───── PROVIDED PASSAGE ─────

# Broadbanded



## pg tips (May 16, 2003)

Well finally got onto broadband today and after 2 hours ringing back and forth to ntl am now up and running so Fridays won't be such a slow experience from now on.

btw anyone on dial up ntl if you enter your postcode in the ntl site to see if you can have BB and it says no try rining through to sales and pretend you are a new customer.

Some areas are live but they haven't enough engineers so they haven't made it public yet!!! (I only found out by accident cos I was talking to a guy who sells it bemoaning the fact I couldn't get it, turns out he lives 1./4 of a mile from me and he's got it, low and behold I ring them up despite the web site sayin no and I can get it!!!).


----------



## jasonm (Nov 22, 2003)

Well done Paul,


----------



## Roy (Feb 23, 2003)

Welcome to the 21st Century Paul.


----------



## pg tips (May 16, 2003)

I wish ntl tech support were in the 21 C

They seem to have a policy of ditch the caller as fast as possible, why couldn't one of them answer all the problems and stay with me through to the end?

─────

--- PROMPT 1 ---
In the broadband forum thread, what does the first post suggest to dial-up ntl users whose postcode check on the ntl site says broadband isn't available?
--- PROMPT 2 ---
Carry on the broadband forum thread from its last post.

───── RECORD LIST ─────

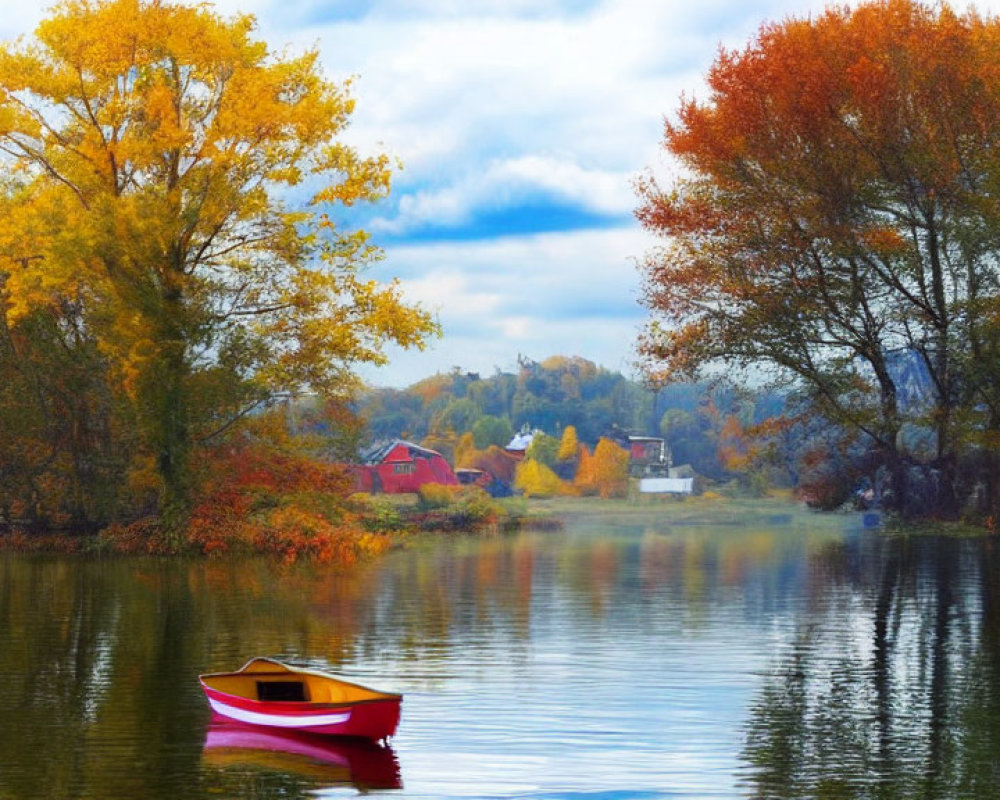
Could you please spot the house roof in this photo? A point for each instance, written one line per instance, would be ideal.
(521, 441)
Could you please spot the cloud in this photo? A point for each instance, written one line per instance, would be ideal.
(527, 180)
(539, 295)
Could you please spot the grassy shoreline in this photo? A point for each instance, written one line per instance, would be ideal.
(378, 523)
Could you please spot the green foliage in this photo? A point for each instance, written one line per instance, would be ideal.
(461, 505)
(544, 449)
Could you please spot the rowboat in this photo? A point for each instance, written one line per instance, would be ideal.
(267, 693)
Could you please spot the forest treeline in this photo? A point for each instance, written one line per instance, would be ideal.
(708, 426)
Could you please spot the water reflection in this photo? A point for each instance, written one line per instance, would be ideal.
(889, 688)
(324, 762)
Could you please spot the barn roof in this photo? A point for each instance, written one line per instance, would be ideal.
(380, 452)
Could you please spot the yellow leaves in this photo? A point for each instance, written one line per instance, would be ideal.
(604, 473)
(569, 445)
(535, 479)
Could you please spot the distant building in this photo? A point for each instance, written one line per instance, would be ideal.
(519, 445)
(399, 467)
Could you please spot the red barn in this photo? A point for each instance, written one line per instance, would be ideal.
(399, 467)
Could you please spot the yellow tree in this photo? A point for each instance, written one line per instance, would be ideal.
(569, 445)
(536, 479)
(157, 147)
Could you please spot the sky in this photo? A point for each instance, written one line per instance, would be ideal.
(521, 126)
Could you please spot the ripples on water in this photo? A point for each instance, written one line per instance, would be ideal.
(611, 661)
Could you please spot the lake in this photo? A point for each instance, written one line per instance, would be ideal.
(629, 655)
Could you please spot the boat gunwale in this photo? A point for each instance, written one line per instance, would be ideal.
(287, 669)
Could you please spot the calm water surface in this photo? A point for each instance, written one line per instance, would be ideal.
(618, 658)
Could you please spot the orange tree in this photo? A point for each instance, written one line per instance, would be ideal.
(154, 147)
(837, 222)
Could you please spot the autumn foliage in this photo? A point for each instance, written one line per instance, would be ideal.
(604, 473)
(148, 150)
(536, 479)
(836, 223)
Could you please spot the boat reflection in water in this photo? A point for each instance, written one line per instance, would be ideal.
(321, 759)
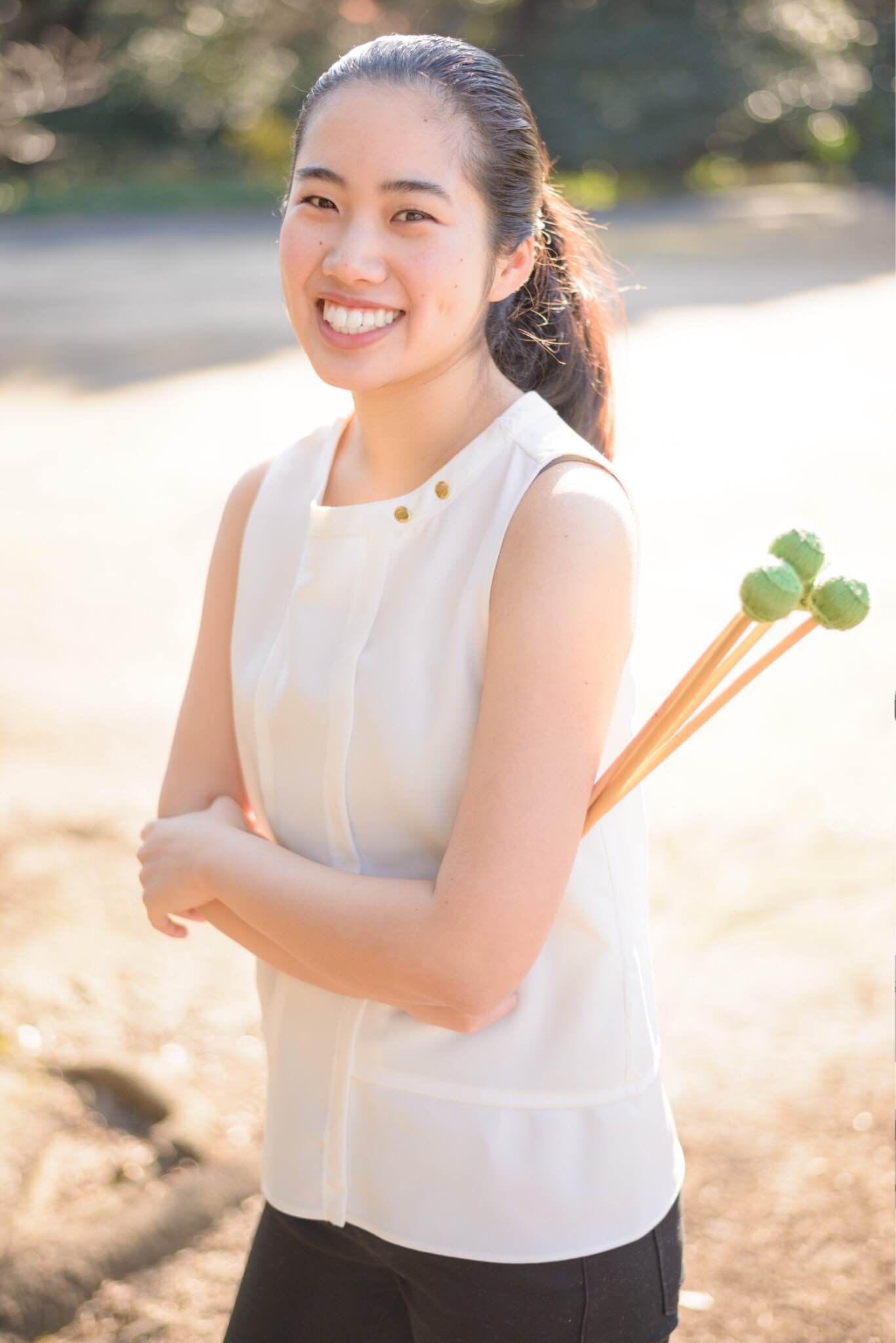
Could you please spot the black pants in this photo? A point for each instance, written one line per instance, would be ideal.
(311, 1281)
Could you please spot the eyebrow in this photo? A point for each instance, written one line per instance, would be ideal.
(390, 187)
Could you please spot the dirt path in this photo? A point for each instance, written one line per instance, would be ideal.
(754, 394)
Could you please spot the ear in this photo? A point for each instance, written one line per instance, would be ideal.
(513, 270)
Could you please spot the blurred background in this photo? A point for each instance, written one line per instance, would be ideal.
(739, 159)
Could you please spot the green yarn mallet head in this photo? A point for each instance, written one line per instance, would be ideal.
(840, 603)
(770, 591)
(804, 551)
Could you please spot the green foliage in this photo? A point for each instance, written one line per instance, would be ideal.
(632, 96)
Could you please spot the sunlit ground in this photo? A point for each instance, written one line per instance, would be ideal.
(148, 367)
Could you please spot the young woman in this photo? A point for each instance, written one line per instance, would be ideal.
(413, 664)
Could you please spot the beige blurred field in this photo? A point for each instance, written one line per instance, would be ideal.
(147, 365)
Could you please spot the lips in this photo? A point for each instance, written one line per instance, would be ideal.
(354, 340)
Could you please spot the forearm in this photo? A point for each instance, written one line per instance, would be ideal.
(374, 936)
(227, 921)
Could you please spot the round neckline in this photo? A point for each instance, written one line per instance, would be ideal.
(422, 502)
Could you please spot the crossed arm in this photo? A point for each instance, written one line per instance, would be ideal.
(562, 617)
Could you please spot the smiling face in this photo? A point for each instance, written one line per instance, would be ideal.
(381, 216)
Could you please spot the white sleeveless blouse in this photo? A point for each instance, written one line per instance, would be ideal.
(358, 656)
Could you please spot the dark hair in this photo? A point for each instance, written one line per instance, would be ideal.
(551, 334)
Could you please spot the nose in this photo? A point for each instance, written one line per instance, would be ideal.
(355, 257)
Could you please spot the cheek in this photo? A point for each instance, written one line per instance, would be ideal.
(299, 250)
(446, 283)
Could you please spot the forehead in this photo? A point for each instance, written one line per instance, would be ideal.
(398, 128)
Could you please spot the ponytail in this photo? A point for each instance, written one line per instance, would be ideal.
(551, 334)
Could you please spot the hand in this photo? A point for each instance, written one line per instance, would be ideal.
(174, 861)
(464, 1022)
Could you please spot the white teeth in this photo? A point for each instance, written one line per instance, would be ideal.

─────

--- FINAL ANSWER 1 ---
Ring through to sales and pretend to be a new customer.

--- FINAL ANSWER 2 ---
1st the pc wouldn't load the driver for the moden

then I needed a pin number someone elses dept,

then I needed a serial number onto person number 3

then after that it still wouldn't work operator and phone call number 4, every call goes through a dozen option menus before you get wh you want.

Finally the internet was working but I couldn't email!

I sorted that myself, quicker than ringing them!


----------



## mach 0.0013137 (Jan 10, 2005)

Just trawled through NTL`s wonderful option menus myself to report that my digibox remote is faulty only to be told that I`d have to wait at least ten minutes before I could talk to anyone


----------



## jasonm (Nov 22, 2003)

> every call goes through a dozen option menus before you get wh you want.












Yep....great isnt it


----------



## ESL (Jan 27, 2004)

Ditched NTL 2 years ago! Best day's work I ever did.

NTL, truck load of sh*te!!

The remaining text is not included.